Görev amacı.
Gündelik hayatın sosyolojisi üzerine olan metinden "Benjamin, Lukács’da eksik olan" ifadesinden başlayıp aşağı doğru "Bloch, 1997: 17)." ifadesine kadar her şeyi aynen alıntılayın.

== Gösterilen metin

John Maxwell Coetzee, Düşman [Foe], Adam Yayınları, çev. Nihâl Geyran Koldaş, 1990 [1986], s. 64-5.

Baker, Gündelik Hayatın İmajları (Simmel, Benjamin, Vertov)

Her sosyoloji, bir zamanlar bir toplumsal tip tanımlanırken o tipin toplumsal çevresinin önem taşıması anlamında, gündelik hayatın sosyolojisidir. Bir sosyolog geçmişi incelemeye kalkıştığında, gündelik hayatla bağı olan bir moment halen mevcuttur. Gündelik hayata ne kadar çok nüfuz edilirse, yapılan çalışma tarihsel olmak yerine o kadar çok “sosyolojik” olacaktır. Duygu doğuran imajların Simmel’e özgü kavranılışının canlılığı ve derinliğinin benzeri görülmemiştir; bununla birlikte onu, moderniteyi yine imajlar ve ayrıntıların görünüşü olarak anlayan projesiyle Walter Benjamin gibi başka bir figür izlemiştir. Gündelik hayatın nesnelerini felsefe alanına taşımaya olan ilgisi Marksizme dönüşünden sonra da onun yöntemini anlamanın anahtarıdır. Onun hakkında Ernst Bloch şöyle yazar:

Benjamin, Lukács’da eksik olan çok olağanüstü bir niteliğe sahipti. Özellikle bir kenara itilmiş duran önemli ayrıntıları, düşünceyi ve dünyayı zorla açan yeni bir unsuru, önceden düşünülmüş bir amaca uymayan alışılmadık ve şeması olmaksızın ayrı duran bir tekilliği görebilen benzersiz bir göze sahipti ve bunun sonucu olarak da içsel olana dönük tamamıyla hususi bir dikkat edinmiştir (Ernst Bloch, 1997: 17).

====
== Çıkarılan girdiler

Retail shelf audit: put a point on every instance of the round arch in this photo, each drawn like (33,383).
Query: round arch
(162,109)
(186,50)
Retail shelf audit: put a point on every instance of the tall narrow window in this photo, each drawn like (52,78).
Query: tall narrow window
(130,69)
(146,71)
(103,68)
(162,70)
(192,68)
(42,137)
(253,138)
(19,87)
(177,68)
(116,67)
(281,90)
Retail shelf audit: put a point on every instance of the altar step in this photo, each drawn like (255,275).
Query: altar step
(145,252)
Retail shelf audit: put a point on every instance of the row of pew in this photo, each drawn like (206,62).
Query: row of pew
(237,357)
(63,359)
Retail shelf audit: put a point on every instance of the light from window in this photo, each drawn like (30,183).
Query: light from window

====

Görev çıktısı.
Benjamin, Lukács’da eksik olan çok olağanüstü bir niteliğe sahipti. Özellikle bir kenara itilmiş duran önemli ayrıntıları, düşünceyi ve dünyayı zorla açan yeni bir unsuru, önceden düşünülmüş bir amaca uymayan alışılmadık ve şeması olmaksızın ayrı duran bir tekilliği görebilen benzersiz bir göze sahipti ve bunun sonucu olarak da içsel olana dönük tamamıyla hususi bir dikkat edinmiştir (Ernst Bloch, 1997: 17).